Stated goal: State only how many lines of the listing below contain the word "wall".

Exercise input:
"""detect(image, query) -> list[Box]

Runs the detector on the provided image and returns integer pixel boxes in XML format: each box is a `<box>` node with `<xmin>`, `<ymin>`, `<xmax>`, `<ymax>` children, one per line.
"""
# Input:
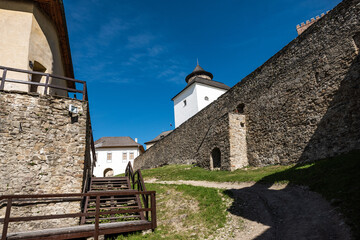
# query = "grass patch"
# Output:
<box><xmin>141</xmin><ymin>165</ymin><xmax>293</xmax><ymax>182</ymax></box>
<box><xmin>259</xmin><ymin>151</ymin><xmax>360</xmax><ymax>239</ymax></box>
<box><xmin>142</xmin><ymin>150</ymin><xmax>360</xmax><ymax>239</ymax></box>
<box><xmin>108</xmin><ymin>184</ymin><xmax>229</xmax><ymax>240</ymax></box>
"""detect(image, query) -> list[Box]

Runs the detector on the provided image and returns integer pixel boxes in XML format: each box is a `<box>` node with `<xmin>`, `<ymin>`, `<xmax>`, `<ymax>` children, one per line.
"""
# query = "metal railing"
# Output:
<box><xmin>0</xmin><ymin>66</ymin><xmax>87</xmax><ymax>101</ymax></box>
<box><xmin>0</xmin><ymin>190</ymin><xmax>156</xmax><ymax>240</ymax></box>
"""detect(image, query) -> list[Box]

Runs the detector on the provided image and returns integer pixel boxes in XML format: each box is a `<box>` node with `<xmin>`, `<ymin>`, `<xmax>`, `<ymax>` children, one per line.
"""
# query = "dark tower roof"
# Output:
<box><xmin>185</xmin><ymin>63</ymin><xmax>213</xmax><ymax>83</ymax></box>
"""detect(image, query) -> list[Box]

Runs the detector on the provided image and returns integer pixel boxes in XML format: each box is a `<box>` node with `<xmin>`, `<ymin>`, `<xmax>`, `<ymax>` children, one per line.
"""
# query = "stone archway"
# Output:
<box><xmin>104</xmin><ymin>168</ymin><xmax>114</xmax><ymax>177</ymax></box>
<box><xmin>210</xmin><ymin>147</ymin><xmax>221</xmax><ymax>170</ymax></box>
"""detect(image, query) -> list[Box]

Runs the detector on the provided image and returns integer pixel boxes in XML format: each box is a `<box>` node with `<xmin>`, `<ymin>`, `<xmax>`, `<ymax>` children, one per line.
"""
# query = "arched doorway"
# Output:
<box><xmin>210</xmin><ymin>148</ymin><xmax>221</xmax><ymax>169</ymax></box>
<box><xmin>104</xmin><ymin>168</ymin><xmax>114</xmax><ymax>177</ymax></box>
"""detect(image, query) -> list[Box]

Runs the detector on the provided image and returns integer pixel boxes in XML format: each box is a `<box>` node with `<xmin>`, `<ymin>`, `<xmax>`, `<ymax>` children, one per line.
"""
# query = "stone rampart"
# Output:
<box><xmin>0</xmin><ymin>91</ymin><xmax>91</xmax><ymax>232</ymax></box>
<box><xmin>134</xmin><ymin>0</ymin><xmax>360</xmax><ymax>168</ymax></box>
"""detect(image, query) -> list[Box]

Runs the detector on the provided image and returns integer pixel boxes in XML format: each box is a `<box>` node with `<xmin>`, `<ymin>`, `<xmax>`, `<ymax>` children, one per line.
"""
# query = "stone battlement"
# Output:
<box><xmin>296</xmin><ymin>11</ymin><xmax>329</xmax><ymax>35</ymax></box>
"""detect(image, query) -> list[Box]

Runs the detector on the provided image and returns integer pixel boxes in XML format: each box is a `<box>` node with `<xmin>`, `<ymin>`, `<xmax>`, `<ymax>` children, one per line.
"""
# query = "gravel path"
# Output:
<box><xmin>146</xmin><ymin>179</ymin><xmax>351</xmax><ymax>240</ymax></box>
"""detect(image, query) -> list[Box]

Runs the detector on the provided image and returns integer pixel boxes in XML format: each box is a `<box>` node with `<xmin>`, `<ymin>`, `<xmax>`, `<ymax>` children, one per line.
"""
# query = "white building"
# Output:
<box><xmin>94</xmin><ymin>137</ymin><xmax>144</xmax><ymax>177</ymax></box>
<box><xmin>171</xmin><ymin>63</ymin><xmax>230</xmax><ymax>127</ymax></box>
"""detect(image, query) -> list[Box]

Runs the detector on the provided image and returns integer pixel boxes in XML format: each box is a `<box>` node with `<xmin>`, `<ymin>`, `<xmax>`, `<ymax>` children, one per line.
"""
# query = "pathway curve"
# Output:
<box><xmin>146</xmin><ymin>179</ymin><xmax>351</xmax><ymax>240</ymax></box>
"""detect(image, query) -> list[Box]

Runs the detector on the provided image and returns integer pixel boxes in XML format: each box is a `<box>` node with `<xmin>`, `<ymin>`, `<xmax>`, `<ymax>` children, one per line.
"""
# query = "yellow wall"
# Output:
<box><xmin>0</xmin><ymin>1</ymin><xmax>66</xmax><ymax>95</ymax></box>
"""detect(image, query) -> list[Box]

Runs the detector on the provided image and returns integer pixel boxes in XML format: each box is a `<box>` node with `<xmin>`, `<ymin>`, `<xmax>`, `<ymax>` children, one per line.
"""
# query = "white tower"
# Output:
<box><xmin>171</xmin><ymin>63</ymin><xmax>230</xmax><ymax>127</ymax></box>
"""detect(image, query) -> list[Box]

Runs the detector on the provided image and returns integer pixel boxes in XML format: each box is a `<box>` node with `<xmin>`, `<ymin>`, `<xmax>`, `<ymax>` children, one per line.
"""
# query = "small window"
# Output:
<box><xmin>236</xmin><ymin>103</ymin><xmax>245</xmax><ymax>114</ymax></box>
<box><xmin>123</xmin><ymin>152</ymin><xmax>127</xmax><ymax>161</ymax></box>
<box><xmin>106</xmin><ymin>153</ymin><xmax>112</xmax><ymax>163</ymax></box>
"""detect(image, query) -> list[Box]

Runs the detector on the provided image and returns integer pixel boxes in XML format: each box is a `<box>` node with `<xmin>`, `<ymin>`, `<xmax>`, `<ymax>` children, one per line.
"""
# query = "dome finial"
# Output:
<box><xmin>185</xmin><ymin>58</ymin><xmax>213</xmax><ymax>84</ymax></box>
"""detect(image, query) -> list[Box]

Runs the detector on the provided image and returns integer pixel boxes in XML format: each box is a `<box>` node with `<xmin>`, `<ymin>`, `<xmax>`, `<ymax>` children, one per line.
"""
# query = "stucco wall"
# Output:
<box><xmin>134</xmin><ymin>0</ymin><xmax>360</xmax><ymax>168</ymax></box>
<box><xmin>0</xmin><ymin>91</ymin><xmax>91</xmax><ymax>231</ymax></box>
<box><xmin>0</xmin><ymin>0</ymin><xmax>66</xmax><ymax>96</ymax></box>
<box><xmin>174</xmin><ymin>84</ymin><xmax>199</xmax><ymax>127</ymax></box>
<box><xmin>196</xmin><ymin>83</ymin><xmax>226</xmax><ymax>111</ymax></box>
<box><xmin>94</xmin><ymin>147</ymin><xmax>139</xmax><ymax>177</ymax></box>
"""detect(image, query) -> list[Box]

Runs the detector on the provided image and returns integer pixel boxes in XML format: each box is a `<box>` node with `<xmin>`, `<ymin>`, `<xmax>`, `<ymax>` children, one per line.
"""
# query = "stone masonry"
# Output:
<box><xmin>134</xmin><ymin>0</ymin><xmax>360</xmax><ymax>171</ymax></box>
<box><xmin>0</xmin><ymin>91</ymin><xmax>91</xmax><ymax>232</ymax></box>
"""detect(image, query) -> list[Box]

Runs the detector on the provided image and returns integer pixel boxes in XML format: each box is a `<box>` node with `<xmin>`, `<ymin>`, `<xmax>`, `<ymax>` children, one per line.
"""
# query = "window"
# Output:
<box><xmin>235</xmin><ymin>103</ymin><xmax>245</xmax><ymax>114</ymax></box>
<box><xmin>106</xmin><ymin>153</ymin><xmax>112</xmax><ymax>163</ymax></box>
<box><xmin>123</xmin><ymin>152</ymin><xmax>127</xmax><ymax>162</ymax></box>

Task output: 2